-- Given text --
#####

I come from a very close knit family. A family of just 2 kids. My sister and I are 6 years apart. She can sometimes act like mum, but she is super cool. We grew up together and I always looked up to her. In high school she was in a day school, so we still hung out often. Our rivalry was not bad, of course in all relationships there are arguments. My sister and I resolved our issues fast. Often, our parents never even noticed we had disagreed. I was 15 when my sister moved out of home. She went to live in a hostel. She said the convenience to her uni classes was welcome and she could also work late into the night knowing she was safe, since ‘home’ was just walking distance away from the labs. I was low for a few days but soon enough with the hormones and stuff, I found myself mesmerised by boys!!
My sister would visit every weekend for the first few months. Then she started making excuses as of why she could not come. Some of these excuses she gave was studying for exams, group work, projects, assignments and other times just fatigue. I didn’t think anything of it at the time. After about 6 months of not seeing her, I could see even my parents had now become very anxious. Her calls were less frequent and the one time she did call me was to ask me to send her some cash cause she did not have food. I suggested she come home, cause we have plenty, and there is no way our parents can deny her food. She hung up on me furious. I wasn’t happy, but the following day after school I sent her my weekly pocket money via M-pesa.
Towards the end of the academic year, lectures were calling my dad to ask what happened to my sister as she was not reporting to class and such, yet she shows as being registered and fees fully paid. It is cause as they were preparing the grade reports, hers were always missing. It was then that the 3 of us went to look for her. I was torn to discover that my sister is an alcoholic and a drug addict. She had passed out on the floor in skimpy clothes and still had the needle sticking out of her hand. Her neighbour explained that she’s been drinking and her drug use and other destructive behaviours had really taken off over the past few months.

#####

-- Extracted material --
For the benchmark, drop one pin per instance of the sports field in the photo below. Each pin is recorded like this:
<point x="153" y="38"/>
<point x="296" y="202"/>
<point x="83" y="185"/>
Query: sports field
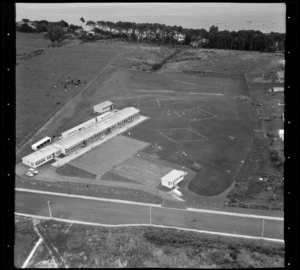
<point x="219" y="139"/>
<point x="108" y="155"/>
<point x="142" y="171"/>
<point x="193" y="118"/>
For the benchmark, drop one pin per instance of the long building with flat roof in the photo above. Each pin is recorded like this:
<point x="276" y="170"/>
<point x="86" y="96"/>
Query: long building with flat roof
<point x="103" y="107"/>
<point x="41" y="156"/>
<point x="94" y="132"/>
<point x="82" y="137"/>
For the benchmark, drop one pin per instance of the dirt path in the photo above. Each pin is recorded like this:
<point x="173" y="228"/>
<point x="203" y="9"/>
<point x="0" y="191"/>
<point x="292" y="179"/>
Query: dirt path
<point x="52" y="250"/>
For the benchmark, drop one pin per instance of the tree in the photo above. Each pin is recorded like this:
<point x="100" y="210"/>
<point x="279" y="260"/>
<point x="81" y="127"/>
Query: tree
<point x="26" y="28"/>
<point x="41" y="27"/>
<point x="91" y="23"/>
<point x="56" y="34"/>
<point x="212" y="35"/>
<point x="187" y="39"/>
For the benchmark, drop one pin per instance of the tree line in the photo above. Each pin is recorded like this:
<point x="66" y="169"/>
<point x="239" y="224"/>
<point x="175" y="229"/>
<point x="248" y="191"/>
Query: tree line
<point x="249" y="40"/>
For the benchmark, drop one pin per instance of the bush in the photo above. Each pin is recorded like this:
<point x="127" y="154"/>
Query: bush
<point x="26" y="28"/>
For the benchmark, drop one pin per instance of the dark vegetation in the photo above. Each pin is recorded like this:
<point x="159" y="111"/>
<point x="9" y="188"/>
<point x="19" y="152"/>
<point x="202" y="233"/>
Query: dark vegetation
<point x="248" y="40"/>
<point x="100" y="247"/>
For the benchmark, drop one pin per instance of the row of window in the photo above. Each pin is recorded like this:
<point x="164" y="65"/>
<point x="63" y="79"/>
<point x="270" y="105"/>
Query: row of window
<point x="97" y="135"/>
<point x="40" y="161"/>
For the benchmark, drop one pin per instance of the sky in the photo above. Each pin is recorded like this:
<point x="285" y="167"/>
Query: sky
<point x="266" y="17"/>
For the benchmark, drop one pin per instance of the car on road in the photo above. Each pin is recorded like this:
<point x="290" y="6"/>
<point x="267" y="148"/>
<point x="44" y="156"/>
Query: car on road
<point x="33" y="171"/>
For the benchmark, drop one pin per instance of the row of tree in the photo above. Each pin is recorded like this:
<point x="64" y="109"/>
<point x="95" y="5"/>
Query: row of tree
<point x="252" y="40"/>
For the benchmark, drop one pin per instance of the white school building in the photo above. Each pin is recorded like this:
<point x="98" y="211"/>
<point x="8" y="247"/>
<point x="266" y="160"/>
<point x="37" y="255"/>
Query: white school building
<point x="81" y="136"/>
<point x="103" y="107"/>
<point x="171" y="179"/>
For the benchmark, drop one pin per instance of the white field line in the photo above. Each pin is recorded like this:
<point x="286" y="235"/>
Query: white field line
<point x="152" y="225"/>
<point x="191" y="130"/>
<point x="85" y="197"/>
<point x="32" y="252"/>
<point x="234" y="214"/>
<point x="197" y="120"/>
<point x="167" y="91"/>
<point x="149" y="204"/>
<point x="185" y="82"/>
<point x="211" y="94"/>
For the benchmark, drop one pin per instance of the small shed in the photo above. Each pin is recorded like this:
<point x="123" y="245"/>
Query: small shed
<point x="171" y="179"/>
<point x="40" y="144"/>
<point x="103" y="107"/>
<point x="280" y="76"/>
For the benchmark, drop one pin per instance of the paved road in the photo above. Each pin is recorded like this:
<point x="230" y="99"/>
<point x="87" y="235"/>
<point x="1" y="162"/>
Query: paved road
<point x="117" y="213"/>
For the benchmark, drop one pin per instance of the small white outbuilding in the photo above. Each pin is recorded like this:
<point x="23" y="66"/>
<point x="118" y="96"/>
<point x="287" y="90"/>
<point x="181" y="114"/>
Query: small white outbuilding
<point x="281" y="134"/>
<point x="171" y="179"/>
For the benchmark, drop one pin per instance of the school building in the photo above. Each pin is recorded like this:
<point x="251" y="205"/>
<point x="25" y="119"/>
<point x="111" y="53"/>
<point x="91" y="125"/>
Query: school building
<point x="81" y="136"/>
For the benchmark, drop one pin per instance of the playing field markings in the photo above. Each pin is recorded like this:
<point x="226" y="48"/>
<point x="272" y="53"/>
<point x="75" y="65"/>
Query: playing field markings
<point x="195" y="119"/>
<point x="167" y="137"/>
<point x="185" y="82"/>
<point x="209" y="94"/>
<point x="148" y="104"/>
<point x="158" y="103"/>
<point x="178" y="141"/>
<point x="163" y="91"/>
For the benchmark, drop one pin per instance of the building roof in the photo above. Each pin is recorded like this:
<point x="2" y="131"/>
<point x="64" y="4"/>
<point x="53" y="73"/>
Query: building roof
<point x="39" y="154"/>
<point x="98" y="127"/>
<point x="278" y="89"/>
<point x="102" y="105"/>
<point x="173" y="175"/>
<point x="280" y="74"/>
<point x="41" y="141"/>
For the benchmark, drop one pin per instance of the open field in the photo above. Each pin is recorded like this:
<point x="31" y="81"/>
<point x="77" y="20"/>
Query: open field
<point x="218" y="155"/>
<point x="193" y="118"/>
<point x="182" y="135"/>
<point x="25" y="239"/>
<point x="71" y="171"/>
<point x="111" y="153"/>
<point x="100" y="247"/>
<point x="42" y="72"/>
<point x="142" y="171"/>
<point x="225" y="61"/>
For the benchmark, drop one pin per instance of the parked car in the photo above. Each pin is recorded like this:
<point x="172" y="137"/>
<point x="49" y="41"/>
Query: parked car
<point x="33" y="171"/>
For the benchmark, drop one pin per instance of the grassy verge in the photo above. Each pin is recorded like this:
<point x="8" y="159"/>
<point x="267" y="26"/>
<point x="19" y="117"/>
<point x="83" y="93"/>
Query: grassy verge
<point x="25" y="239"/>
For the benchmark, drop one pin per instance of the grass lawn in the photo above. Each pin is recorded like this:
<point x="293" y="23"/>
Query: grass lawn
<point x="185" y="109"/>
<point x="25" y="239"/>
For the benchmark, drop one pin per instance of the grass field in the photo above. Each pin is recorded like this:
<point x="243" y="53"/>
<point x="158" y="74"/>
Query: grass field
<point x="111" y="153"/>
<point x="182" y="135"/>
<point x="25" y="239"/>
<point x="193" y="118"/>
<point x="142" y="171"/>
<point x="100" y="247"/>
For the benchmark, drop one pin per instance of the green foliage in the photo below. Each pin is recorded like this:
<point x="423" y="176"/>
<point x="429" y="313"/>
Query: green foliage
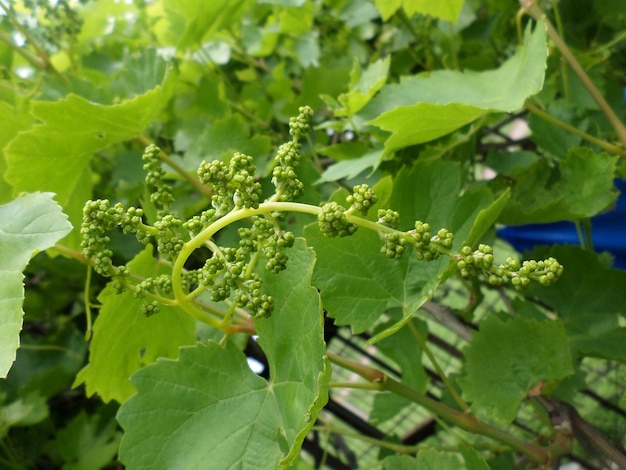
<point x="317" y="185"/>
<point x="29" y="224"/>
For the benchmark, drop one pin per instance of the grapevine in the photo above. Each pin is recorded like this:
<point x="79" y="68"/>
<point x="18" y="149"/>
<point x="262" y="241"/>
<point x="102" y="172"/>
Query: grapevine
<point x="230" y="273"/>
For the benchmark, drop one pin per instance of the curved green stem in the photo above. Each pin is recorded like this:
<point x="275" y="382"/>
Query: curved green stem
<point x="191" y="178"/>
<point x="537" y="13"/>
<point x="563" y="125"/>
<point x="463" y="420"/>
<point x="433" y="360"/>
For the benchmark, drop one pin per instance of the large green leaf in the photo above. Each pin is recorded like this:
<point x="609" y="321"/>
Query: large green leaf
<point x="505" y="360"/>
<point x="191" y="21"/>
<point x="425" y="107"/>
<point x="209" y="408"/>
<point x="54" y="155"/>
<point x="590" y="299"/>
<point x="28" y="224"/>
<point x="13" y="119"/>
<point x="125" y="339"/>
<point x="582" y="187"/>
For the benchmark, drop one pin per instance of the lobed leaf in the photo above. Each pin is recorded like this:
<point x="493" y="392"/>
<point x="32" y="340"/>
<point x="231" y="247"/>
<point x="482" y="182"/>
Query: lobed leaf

#####

-- Aim of the task --
Please repeat the stretch of the family account from "My sister would" through "money via M-pesa.", switching "cash" to "funds".

-- Solution to this problem --
My sister would visit every weekend for the first few months. Then she started making excuses as of why she could not come. Some of these excuses she gave was studying for exams, group work, projects, assignments and other times just fatigue. I didn’t think anything of it at the time. After about 6 months of not seeing her, I could see even my parents had now become very anxious. Her calls were less frequent and the one time she did call me was to ask me to send her some funds cause she did not have food. I suggested she come home, cause we have plenty, and there is no way our parents can deny her food. She hung up on me furious. I wasn’t happy, but the following day after school I sent her my weekly pocket money via M-pesa.